◆ ENTRIES SUPPLIED ◆

:::::

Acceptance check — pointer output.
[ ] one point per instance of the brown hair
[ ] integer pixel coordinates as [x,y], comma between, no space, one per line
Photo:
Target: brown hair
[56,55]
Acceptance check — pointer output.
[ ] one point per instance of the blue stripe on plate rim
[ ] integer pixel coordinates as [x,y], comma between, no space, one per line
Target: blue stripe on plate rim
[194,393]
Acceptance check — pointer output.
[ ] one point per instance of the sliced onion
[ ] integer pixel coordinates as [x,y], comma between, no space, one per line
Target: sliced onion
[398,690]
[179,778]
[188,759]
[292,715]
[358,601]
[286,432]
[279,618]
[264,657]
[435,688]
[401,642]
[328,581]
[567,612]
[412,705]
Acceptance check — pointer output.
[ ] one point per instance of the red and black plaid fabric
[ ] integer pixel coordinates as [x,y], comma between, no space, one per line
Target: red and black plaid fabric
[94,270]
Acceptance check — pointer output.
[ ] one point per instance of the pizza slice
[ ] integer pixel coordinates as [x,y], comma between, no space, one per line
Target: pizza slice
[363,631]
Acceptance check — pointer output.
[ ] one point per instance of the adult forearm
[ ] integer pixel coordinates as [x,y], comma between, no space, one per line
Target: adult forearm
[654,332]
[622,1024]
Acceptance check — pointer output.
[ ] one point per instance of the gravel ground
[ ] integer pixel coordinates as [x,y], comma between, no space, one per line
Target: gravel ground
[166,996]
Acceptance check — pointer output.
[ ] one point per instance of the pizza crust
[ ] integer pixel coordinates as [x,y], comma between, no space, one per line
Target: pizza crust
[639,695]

:::::

◆ WHAT IS ASKED ◆
Reproduce each record exactly, leaving nothing out.

◆ RESULT BELOW ◆
Acceptance check — pointer output.
[ ] one point per instance of the brown hair
[ ] integer pixel coordinates as [x,y], comma between, no space, one per line
Photo:
Target: brown hair
[56,55]
Acceptance check — pointer output.
[ ] one point per instance of the blue stripe on plate rim
[ ] integer pixel coordinates as [x,y], comma between, no space, one per line
Target: blue stripe on plate rim
[194,393]
Acceptance check — pointer output.
[ ] one point per instance of the sliced onion
[ ] integer pixel coordinates as [x,y], comma between, no space, one per line
Target: sliced onion
[398,690]
[179,778]
[188,759]
[292,715]
[358,601]
[286,432]
[279,618]
[264,657]
[435,688]
[401,642]
[328,581]
[567,612]
[412,705]
Acceptance check — pointer output.
[ ] one point per instance of the red and black plaid fabric
[ ] integer pixel coordinates as [x,y], comma between, no space, one per line
Target: red and black plaid fabric
[94,270]
Acceptance check — pointer output.
[ ] one point per instance of the pizza slice
[ ] integer pixel coordinates as [x,y], comma between, no space, one per line
Target: pizza slice
[363,631]
Acceptance check — pointer output.
[ ] one point per instance of the adult forearm
[ ] integer pixel coordinates as [x,y], comma between, no space, one per line
Target: adult forearm
[654,332]
[622,1024]
Acceptance check — pointer output.
[ ] one point per instance of the gravel ground
[ ] integer pixel coordinates as [x,y], comma between, no space, one per line
Target: gravel ground
[166,996]
Acceptance check — pointer output.
[ ] one point per instance of the pizza crust
[ ] integer pixel coordinates as [x,y], comma between, no space, one per line
Target: pizza crust
[639,695]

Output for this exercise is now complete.